* [Text segment]:
“Three Pines was not on any map and was only ever found by people who had lost their way.”
This was how Louise Penny described the fictional village of Three Pines in her mystery novel series to millions of readers who, for almost 20 years, have found themselves at home in Penny’s writing. After a year’s hiatus, New York Times Bestselling author Louise Penny returned with her 19th novel, “The Gray Wolf.”
Penny took to the Emerson Colonial stage on Nov. 1 as part of her book tour. The event was hosted by Harvard Book Store, which supplied every ticketed guest with a copy of the novel.
The event’s moderator, Tim Ehrenberg, president of the Nantucket Book Festival and host of the popular podcast “Tim Talks Books,” welcomed her by taking a picture with the crowd holding up their books in the air, dotting the packed theater with the familiar blue-and-white cover.
The novelist, speaking in a warm French Canadian accent (she later joked that she didn’t think she had a discernible accent), regaled the crowd with her wit and honesty. She recounted how a five year period of total writer’s block after she quit her job as a journalist at the Canadian Broadcasting Company led her to the place in which she found herself today.
After such a long struggle, Penny said, clarity broke through when she joined a group of various female artists after moving from Montreal to a small town in Quebec.
“They showed me that creativity is a process,” Penny said. “I never thought of it that way. I thought I had to get it right the first time.”

* [Data extract]:
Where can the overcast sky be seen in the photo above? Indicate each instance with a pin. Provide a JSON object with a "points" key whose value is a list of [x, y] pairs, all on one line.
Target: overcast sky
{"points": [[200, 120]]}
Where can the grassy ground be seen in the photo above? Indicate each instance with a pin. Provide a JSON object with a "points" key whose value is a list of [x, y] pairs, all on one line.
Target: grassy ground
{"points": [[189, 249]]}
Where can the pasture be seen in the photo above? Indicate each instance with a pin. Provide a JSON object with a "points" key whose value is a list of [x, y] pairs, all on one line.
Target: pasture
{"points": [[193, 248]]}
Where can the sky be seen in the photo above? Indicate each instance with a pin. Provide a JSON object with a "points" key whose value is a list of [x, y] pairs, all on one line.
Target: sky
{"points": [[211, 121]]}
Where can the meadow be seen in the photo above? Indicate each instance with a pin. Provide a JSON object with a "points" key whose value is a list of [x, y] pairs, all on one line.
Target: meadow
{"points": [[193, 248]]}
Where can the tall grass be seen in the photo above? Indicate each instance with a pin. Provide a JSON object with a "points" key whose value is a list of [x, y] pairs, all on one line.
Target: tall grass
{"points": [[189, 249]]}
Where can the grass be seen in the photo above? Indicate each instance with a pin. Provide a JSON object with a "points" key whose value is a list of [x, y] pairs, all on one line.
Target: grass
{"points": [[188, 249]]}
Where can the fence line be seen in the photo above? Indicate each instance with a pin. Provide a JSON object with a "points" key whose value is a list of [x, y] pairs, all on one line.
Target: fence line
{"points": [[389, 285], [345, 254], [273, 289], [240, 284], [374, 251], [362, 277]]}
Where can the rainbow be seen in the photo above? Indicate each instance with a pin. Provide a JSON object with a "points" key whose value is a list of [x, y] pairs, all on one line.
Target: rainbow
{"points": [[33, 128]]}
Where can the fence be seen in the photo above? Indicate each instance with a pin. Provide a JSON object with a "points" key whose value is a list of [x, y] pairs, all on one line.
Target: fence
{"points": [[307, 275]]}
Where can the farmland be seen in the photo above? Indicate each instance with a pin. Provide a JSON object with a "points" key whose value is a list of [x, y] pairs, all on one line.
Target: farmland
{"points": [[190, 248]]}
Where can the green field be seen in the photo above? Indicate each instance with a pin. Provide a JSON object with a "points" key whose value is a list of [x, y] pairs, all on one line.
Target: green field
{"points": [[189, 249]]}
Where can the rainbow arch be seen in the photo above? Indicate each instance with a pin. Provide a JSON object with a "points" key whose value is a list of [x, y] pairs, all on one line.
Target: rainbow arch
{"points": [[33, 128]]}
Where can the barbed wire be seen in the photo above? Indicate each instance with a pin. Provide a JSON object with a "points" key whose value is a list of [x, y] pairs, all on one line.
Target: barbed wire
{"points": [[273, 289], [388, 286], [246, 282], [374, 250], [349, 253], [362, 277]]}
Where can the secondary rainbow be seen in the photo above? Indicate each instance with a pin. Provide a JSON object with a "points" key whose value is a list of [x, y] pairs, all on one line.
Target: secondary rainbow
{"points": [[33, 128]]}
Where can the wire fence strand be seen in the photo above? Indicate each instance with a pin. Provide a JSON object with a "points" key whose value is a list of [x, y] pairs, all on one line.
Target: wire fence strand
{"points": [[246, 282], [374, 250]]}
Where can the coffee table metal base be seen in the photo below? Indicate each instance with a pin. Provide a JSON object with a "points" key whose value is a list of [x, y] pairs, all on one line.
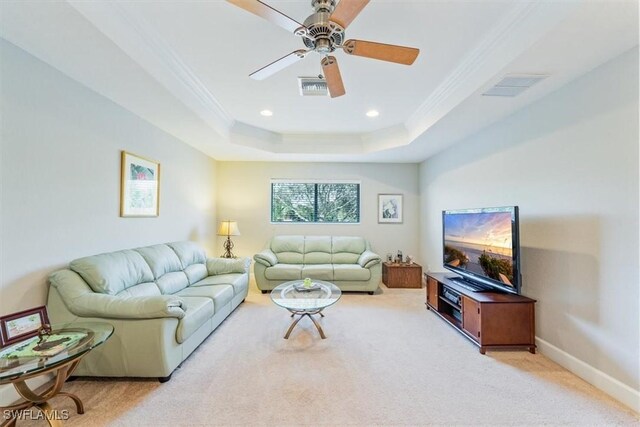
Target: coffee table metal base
{"points": [[309, 314], [39, 400]]}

* [Work item]: Write out the passage of the Louise Penny article that begins with the words containing "The event’s moderator, Tim" and ends with "town in Quebec.".

* [Answer section]:
The event’s moderator, Tim Ehrenberg, president of the Nantucket Book Festival and host of the popular podcast “Tim Talks Books,” welcomed her by taking a picture with the crowd holding up their books in the air, dotting the packed theater with the familiar blue-and-white cover.
The novelist, speaking in a warm French Canadian accent (she later joked that she didn’t think she had a discernible accent), regaled the crowd with her wit and honesty. She recounted how a five year period of total writer’s block after she quit her job as a journalist at the Canadian Broadcasting Company led her to the place in which she found herself today.
After such a long struggle, Penny said, clarity broke through when she joined a group of various female artists after moving from Montreal to a small town in Quebec.